■ **Given passage**:
The classic line-up of the rock band Dragon, with Robert Taylor pictured second from left.
The classic line-up of the rock band Dragon, with Robert Taylor pictured second from left.

Pik Atkinson, a former singer and guitarist with long-time Waipukurau-based Hawke’s Bay pub, cabaret and functions band Sire Duke, said he was about three years behind Taylor at Central Hawke’s Bay College – and Taylor was ”a very talented guitarist then”.

“He did come home from Oz to visit his parents while he was with Dragon, and jammed with us when we were Theme [the forerunner of Sir Duke] at the Leopard Hotel in Waipukurau,” Atkinson said.

Audio Culture shared the news of Taylor’s death on Facebook on Tuesday, writing, “[We are] sad to learn of the death of one of New Zealand’s best-known lead guitarists”.

“On the recording of the band’s big hit April Sun in Cuba – written by keyboardist Paul Hewson on a broken guitar – it is Taylor who plays the chunky two chords on which the song is based.

“In 1977, just as the band began to have its string of big radio hits, Taylor penned a short account of his life thus far: ‘Born in Waipukurau, New Zealand … son of an ice cream manufacturer and housewife … rugby and blues licks with the Māoris … confirmed in the Anglican church… won a scholarship to Wellington Uni … majored in English … English lecturer dealt dope, ran a rock band: goodbye studies … joined acid-symphonic rock’n’roll band Mammal’."

■ **Stated problem**: Transcribe the passage about Robert Taylor word for word, everything from "Pik Atkinson, a" down to "song is based.". The data that follow are separate material and have no connection to the passage about Robert Taylor.

■ **Provided data**:

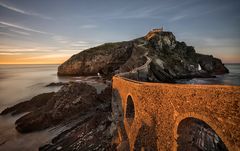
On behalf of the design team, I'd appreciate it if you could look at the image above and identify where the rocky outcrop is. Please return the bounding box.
[58,30,228,82]
[15,83,99,133]
[58,42,133,76]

■ **Problem solution**:
Pik Atkinson, a former singer and guitarist with long-time Waipukurau-based Hawke’s Bay pub, cabaret and functions band Sire Duke, said he was about three years behind Taylor at Central Hawke’s Bay College – and Taylor was ”a very talented guitarist then”.

“He did come home from Oz to visit his parents while he was with Dragon, and jammed with us when we were Theme [the forerunner of Sir Duke] at the Leopard Hotel in Waipukurau,” Atkinson said.

Audio Culture shared the news of Taylor’s death on Facebook on Tuesday, writing, “[We are] sad to learn of the death of one of New Zealand’s best-known lead guitarists”.

“On the recording of the band’s big hit April Sun in Cuba – written by keyboardist Paul Hewson on a broken guitar – it is Taylor who plays the chunky two chords on which the song is based.